*ページ抜粋*:
/---

No. 1710 ノルドストリーム破壊行為に対するノルウェーの償い

Norway’s atonement for Nord Stream sabotage

有名な米国人ジャーナリスト、シーモア・ハーシュが、2022年9月の米国とノルウェーによるノルドストリーム・ガスパイプラインの破壊工作を暴露した。

by M K Bradrakumar

1月14日にブリュッセルで行われた「ラムシュタイン」形式の米国防総省のウクライナ防衛コンタクトグループの国防相会議は、キエフへの攻撃用武器の供給について大きな発表を行うことができなかった。

しかしジョー・バイデン米大統領は来週初めにポーランドに到着する予定で、ウラジーミル・ゼレンスキー・ウクライナ大統領と再び直接会談するかもしれない。バイデンはおそらく2024年の大統領選挙への立候補を宣言する前に、話題を提供するつもりなのだろう。

バイデン政権はドイツをウクライナ戦線に追い込みたいが、ブリュッセルでの会談は結論が出ないまま終わった。その後、ロイド・オースティン米国防長官の記者会見は、中身のない、空疎な雰囲気が漂っていた。

このような不透明な状況の中でNATOのイェンス・ストルテンベルグ事務総長が言ったのは、「ウクライナへの軍用機供給が検討されているが、これは緊急の問題ではない」ということだけだった。彼によれば現在の紛争は「兵站」と弾薬の争いであり、NATOはウクライナに新しい兵器を提供することよりも、すでに納入されたものがすべて機能するようにすることが必要なのだという。ストルテンベルは、ドイツのマーダー歩兵戦闘車、アメリカのブラッドレー、ドイツのレオパルド2戦車に関する約束を履行する必要性を強調した。

火曜日にオースティンが行った唯一最大の発表は、ノルウェー政府{1}が今後5年間でウクライナに軍事・民生支援として75億ユーロを提供するという決定についてであった。彼はこれを「非常に重要なコミットメント」と呼んだ。

オースティンは、なぜノルウェーがこのような大げさなジェスチャーをするのか、思いもよらないふりをした。実際は、ノルドストリーム・ガスパイプラインを破壊したことに対する哀れな贖罪の行為である。ここには一つの物語が隠されている。

もちろん、ラムシュタイン会議では、ウクライナ紛争が激化する中で米国がドイツのノルドストリーム・ガスパイプラインを、ヴィクトリア・ヌーランド米国務次官の不滅の言葉を借りれば「海の底の金属の塊」にした経緯についての重大ニュースを伝えてきた調査ジャーナリスト、シーモア・ハーシュ(2)の爆弾レポートが話題になることはなかった。

\---

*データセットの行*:
/---

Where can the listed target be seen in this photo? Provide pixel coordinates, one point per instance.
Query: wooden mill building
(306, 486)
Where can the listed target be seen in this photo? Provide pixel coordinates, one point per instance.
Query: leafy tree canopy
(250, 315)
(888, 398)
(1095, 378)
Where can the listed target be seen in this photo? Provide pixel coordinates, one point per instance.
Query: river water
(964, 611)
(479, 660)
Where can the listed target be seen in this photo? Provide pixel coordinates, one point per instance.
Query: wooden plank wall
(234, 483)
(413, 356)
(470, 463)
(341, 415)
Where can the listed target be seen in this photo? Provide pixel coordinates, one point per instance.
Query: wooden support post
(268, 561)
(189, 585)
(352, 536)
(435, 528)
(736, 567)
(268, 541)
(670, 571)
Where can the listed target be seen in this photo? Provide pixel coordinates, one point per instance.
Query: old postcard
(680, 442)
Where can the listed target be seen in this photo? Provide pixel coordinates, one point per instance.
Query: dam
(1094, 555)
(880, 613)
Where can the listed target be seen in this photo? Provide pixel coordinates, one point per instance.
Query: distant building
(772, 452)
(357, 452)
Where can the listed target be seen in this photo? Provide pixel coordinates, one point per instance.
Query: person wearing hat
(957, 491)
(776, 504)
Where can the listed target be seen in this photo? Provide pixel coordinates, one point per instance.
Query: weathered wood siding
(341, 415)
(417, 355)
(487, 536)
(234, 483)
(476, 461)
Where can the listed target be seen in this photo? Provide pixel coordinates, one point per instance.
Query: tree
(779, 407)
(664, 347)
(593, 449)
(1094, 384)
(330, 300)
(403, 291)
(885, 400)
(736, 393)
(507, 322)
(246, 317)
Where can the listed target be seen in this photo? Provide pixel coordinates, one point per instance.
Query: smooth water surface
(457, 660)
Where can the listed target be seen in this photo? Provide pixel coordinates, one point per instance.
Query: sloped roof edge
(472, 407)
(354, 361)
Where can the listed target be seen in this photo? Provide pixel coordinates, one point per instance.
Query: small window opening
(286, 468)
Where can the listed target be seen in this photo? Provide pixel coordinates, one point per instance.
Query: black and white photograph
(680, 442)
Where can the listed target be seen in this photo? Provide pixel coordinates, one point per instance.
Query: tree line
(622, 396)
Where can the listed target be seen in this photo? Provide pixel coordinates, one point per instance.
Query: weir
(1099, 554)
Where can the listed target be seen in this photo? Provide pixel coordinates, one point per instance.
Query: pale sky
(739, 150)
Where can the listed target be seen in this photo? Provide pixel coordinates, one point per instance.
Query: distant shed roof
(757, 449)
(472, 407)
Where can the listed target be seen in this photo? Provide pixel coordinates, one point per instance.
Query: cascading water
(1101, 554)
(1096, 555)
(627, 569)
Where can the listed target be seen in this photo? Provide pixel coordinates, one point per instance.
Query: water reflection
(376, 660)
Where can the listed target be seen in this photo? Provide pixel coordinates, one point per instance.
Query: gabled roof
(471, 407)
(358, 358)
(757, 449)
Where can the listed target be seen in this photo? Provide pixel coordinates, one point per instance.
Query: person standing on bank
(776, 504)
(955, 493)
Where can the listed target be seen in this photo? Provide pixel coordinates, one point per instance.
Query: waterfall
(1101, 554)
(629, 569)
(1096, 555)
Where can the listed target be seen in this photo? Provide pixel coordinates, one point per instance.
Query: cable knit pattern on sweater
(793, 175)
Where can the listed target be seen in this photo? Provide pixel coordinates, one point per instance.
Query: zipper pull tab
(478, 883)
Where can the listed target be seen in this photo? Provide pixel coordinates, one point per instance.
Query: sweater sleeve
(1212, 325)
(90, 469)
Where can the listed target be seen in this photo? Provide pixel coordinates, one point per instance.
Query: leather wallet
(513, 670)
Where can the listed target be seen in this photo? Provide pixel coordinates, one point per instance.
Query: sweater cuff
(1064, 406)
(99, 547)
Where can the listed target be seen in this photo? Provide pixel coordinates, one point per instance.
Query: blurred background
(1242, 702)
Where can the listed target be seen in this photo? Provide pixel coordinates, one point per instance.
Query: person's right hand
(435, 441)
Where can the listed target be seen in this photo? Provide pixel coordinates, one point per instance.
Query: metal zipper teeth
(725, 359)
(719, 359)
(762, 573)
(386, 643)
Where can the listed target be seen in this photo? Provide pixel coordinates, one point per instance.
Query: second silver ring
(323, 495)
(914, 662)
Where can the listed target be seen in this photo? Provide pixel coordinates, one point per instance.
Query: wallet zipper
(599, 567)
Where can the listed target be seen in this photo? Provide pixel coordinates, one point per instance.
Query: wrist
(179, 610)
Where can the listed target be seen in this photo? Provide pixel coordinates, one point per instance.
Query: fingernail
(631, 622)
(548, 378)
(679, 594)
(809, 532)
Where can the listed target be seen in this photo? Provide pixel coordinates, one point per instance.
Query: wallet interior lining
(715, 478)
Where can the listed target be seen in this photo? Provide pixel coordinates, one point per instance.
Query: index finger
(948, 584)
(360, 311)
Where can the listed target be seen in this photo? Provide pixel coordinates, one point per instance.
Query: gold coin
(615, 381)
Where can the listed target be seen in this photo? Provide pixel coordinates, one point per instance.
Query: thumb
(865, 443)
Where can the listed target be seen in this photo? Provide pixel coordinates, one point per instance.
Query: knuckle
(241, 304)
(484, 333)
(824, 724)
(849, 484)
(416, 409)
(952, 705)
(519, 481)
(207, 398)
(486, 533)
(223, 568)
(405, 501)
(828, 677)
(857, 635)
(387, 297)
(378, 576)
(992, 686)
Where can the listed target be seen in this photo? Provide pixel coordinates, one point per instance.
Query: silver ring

\---

*課題の指示*:
ノルドストリームに関する記事では、火曜日にオースティンが発表したノルウェー政府の決定は、ウクライナにどのような支援をいくら、どの期間で提供するものとされていますか。

*完成した解答*:
今後5年間で、軍事・民生支援として75億ユーロを提供するものとされています。